◆ **Document passage**:
▬▬▬

Supplemental vitamin D increases serum cytokines in those with initially low 25-hydroxyvitamin D: A randomized, double blind, placebo-controlled study
Cytokine, Volume 71, Issue 2, February 2015, Pages 132–138 https://doi.org/10.1016/j.cyto.2014.09.012
Tyler Barker a tyler.barker at imail.org , Victoria E. Rogers a, Mark Levy b, Jenna Templeton b, Howard Goldfine b, Erik D. Schneider b, Brian M. Dixon b, Vanessa T. Henriksen a, Lindell K. Weaver c, d, e
a The Physiology Research Laboratory, The Orthopedic Specialty Hospital, Murray, UT 84107, USA
b Research and Development, USANA Health Sciences, Inc., Salt Lake City, UT 84120, USA
c Hyperbaric Medicine, Intermountain Medical Center, Murray, UT 84107, USA
d LDS Hospital, Salt Lake City, UT 84143, USA
e School of Medicine, University of Utah, Salt Lake City, UT 84132, USA
Vitamin D modulates cytokines and muscle performance.

▬▬▬

◆ **Supplied data**:
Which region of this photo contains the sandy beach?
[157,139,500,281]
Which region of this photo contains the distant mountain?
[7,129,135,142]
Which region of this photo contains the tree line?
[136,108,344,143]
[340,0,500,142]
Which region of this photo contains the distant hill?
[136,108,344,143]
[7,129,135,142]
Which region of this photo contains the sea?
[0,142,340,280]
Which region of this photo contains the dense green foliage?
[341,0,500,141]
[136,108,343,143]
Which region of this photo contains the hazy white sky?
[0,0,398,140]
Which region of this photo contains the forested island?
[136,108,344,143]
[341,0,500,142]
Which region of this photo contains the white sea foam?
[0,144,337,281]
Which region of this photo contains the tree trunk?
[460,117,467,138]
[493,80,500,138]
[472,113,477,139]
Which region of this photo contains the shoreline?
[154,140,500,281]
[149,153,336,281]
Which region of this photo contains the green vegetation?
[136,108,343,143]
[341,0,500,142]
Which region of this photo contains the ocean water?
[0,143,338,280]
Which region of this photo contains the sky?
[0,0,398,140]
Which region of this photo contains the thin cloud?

▬▬▬

◆ **Problems and tasks**:
a - According to the article header, what was the design of the vitamin D study?
b - List all affiliations given in the article header.

◆ **Solutions in order**:
a - It was a randomized, double blind, placebo-controlled study.

b -
- The Physiology Research Laboratory, The Orthopedic Specialty Hospital, Murray, UT 84107, USA
- Research and Development, USANA Health Sciences, Inc., Salt Lake City, UT 84120, USA
- Hyperbaric Medicine, Intermountain Medical Center, Murray, UT 84107, USA
- LDS Hospital, Salt Lake City, UT 84143, USA
- School of Medicine, University of Utah, Salt Lake City, UT 84132, USA